* **WRITTEN EXERCISE**
Copy out every line exactly as given.

* **INFORMATION GIVEN**
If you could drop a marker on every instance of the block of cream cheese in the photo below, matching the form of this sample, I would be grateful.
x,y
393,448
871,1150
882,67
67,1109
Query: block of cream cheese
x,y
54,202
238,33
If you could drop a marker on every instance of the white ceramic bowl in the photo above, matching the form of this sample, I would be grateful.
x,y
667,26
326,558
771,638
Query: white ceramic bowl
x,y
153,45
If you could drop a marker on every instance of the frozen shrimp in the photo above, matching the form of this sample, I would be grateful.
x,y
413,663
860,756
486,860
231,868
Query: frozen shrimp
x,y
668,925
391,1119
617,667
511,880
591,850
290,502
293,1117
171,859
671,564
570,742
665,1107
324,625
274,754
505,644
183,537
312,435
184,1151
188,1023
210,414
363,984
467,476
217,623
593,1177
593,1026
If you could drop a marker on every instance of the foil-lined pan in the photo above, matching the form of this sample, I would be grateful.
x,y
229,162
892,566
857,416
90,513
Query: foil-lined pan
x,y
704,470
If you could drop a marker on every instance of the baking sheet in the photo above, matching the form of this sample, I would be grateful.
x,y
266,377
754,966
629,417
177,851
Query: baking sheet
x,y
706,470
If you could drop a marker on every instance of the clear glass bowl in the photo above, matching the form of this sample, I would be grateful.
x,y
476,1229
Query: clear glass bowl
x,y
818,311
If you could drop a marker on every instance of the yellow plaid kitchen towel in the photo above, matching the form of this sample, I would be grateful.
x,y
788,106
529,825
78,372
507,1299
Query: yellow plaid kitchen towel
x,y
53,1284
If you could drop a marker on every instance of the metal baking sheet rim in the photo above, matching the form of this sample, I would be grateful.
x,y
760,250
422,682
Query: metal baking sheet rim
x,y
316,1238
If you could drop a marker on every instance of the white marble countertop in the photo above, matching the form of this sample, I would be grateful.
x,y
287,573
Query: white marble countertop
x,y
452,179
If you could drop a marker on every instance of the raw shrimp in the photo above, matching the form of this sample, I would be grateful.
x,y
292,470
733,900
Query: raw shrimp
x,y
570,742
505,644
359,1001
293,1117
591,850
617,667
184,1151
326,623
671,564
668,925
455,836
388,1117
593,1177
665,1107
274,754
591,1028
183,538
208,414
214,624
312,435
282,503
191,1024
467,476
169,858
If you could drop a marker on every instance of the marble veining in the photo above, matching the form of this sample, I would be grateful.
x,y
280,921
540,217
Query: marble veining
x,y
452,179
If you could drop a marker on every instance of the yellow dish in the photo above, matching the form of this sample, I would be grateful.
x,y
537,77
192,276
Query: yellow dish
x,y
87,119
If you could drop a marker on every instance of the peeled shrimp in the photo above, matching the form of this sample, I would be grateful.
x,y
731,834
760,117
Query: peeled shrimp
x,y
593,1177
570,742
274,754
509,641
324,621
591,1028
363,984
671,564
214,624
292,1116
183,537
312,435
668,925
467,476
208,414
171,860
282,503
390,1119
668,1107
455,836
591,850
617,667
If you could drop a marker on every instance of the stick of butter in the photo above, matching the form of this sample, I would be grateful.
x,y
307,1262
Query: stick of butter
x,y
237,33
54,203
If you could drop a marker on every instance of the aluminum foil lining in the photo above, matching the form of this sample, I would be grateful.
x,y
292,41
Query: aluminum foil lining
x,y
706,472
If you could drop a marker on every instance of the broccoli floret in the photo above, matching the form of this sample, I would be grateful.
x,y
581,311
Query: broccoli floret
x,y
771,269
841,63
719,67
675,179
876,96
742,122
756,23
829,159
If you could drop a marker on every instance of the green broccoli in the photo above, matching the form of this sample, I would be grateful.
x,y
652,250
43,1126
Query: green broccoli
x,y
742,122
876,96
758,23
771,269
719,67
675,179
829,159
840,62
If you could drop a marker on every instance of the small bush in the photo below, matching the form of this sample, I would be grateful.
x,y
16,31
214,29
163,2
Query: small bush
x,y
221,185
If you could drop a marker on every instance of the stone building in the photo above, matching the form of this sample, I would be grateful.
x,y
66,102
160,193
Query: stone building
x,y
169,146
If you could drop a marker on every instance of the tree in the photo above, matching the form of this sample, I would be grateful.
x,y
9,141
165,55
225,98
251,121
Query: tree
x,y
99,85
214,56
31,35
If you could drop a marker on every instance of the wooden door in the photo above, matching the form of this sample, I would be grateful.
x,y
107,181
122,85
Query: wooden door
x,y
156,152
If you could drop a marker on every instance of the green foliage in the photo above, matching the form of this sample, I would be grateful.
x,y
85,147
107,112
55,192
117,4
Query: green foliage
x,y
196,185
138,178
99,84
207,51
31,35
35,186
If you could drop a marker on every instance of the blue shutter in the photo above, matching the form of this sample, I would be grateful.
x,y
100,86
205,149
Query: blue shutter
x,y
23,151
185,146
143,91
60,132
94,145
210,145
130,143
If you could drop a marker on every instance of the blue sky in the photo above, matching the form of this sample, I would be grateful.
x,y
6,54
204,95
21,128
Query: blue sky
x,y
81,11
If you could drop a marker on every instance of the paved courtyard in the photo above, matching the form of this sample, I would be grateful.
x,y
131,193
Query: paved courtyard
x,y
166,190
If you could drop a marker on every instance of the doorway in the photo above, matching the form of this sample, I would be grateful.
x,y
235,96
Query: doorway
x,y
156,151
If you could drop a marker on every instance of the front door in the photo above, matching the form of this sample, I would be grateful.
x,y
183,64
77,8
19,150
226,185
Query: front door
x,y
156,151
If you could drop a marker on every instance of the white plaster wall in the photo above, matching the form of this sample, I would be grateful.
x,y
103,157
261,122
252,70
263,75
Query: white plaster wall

* **TASK SOLUTION**
If you could drop a marker on every instance of the block of cream cheese in the photo below, matching the form of this sample, I would be grateful.
x,y
393,448
871,1150
882,67
67,1109
Query: block of cream cheese
x,y
54,202
238,33
If you could drop a marker on every instance of the white ceramic bowl in the photo above, matching the form of this sample, I would be grateful.
x,y
667,26
326,558
771,638
Query: white ceramic bowl
x,y
153,45
If you could drop a marker on every instance of the frozen shrimp in the photo above, matching the form of this sample, I would be grateful.
x,y
413,663
860,756
486,860
231,868
Query: frozen shrimp
x,y
668,925
391,1119
617,667
511,880
591,850
290,502
293,1117
171,859
671,564
570,742
665,1107
324,625
274,754
505,644
183,537
312,435
184,1151
188,1023
210,414
363,984
467,476
217,623
593,1177
593,1026
If you could drop a marker on every instance of the foil-lined pan in the photo above, matching the form of this sample, I would be grateful.
x,y
229,162
892,566
857,416
90,513
Query: foil-lined pan
x,y
704,470
If you could drop a marker on every instance of the baking sheet in the photo above, matching the form of this sample, I would be grateful.
x,y
266,377
754,966
629,417
177,851
Query: baking sheet
x,y
706,470
If you could drop a marker on every instance of the clear glass bowl in the photo above, matching the form of this sample, I would be grateful.
x,y
476,1229
Query: clear glass bowl
x,y
818,311
If you could drop a marker on every instance of the yellow plaid kitchen towel in the photo above, matching the form of this sample, I would be grateful.
x,y
788,106
529,825
78,372
507,1299
Query: yellow plaid kitchen towel
x,y
53,1284
If you could drop a marker on every instance of the metal baking sheet rim in the photo above, matching the form of this sample, I would be grateful.
x,y
760,250
422,682
Query: metal baking sheet rim
x,y
316,1238
If you could drop a marker on every instance of the white marble countertop in the photo above, matching the form of this sample, I would be grateful.
x,y
287,573
Query: white marble countertop
x,y
452,179
If you could drop a marker on every instance of the raw shrimp in the photo above, matching the form of this sample, I would be grateful.
x,y
292,470
733,900
Query: raw shrimp
x,y
570,742
505,644
359,1001
293,1117
591,850
617,667
184,1151
326,623
671,564
668,925
455,836
388,1117
593,1177
665,1107
274,754
591,1028
183,538
208,414
214,624
312,435
282,503
191,1024
467,476
169,858
If you could drop a marker on every instance of the marble veining in the photo above, matching the form of this sample, I would be grateful.
x,y
280,921
540,217
Query: marble veining
x,y
452,179
If you could drop a marker on every instance of the yellow dish in the photo above, matching the form of this sample, I would be grateful.
x,y
537,77
192,276
Query: yellow dish
x,y
87,119
If you could drop a marker on every instance of the peeled shrimp in the photo above, matching the form of this sample, I would be grateful.
x,y
731,834
760,117
Query: peeled shrimp
x,y
593,1177
570,742
274,754
509,641
324,621
591,1028
363,984
671,564
214,624
292,1116
183,537
312,435
668,925
467,476
208,414
171,860
282,503
390,1119
668,1107
455,836
591,850
617,667
If you could drop a marker on every instance of the stick of butter in the photo above, matching the form of this sample, I would be grateful.
x,y
307,1262
Query: stick of butter
x,y
237,33
54,203
If you could drop a marker on every instance of the aluminum foil lining in the photo above, matching the form of this sample, I would be grateful.
x,y
292,41
Query: aluminum foil lining
x,y
706,472
If you could drop a marker on every instance of the broccoli floret in the photo above, matching the form of this sample, I would be grateful.
x,y
581,311
Query: broccoli floret
x,y
771,269
841,63
719,67
675,179
876,96
742,122
756,23
829,159
If you could drop a marker on every instance of the green broccoli in the photo above, matching the form of this sample, I would be grateful.
x,y
652,250
43,1126
Query: green broccoli
x,y
742,122
876,96
758,23
771,269
719,67
675,179
829,159
840,62
If you could drop a marker on every instance of the small bush in the photo below, matching the form of this sample, I would be grateful.
x,y
16,31
214,29
163,2
Query: small bush
x,y
221,185
If you could drop a marker on every instance of the stone building in the photo above, matching the form of this sample, I would be grateful.
x,y
66,102
160,193
Query: stone building
x,y
169,146
If you could drop a marker on every instance of the tree in the photo above, matching the form of this sample, I would be grateful.
x,y
9,141
165,55
225,98
251,121
Query: tree
x,y
99,85
214,56
31,35
If you could drop a marker on every instance of the wooden door in the photo above, matching the form of this sample, I would be grateful.
x,y
107,181
122,85
Query: wooden door
x,y
156,152
If you could drop a marker on every instance of the green foliage in the photo above, matching the form of this sample, I would be grateful.
x,y
85,147
107,112
55,192
117,4
Query: green foliage
x,y
196,185
138,178
99,84
207,51
31,35
35,186
If you could drop a marker on every instance of the blue shutter in the photo above, matching the form of this sample, I would be grateful.
x,y
100,86
205,149
Query: blue shutter
x,y
23,151
185,146
143,91
60,132
94,145
210,145
130,143
If you could drop a marker on every instance of the blue sky in the photo above, matching the form of this sample, I would be grateful.
x,y
6,54
204,95
21,128
Query: blue sky
x,y
81,11
If you could drop a marker on every instance of the paved courtyard in the photo above, matching the form of this sample, I would be grateful.
x,y
131,193
Query: paved courtyard
x,y
166,190
If you could drop a marker on every instance of the doorway in the photo above, matching the form of this sample, I would be grateful.
x,y
235,96
Query: doorway
x,y
156,151
If you could drop a marker on every instance of the front door in the photo above, matching the form of this sample, I would be grateful.
x,y
183,64
77,8
19,150
226,185
Query: front door
x,y
156,151
If you could drop a marker on every instance of the white plaster wall in the photo above, matching the form of this sample, I would be grateful.
x,y
103,157
261,122
252,70
263,75
Query: white plaster wall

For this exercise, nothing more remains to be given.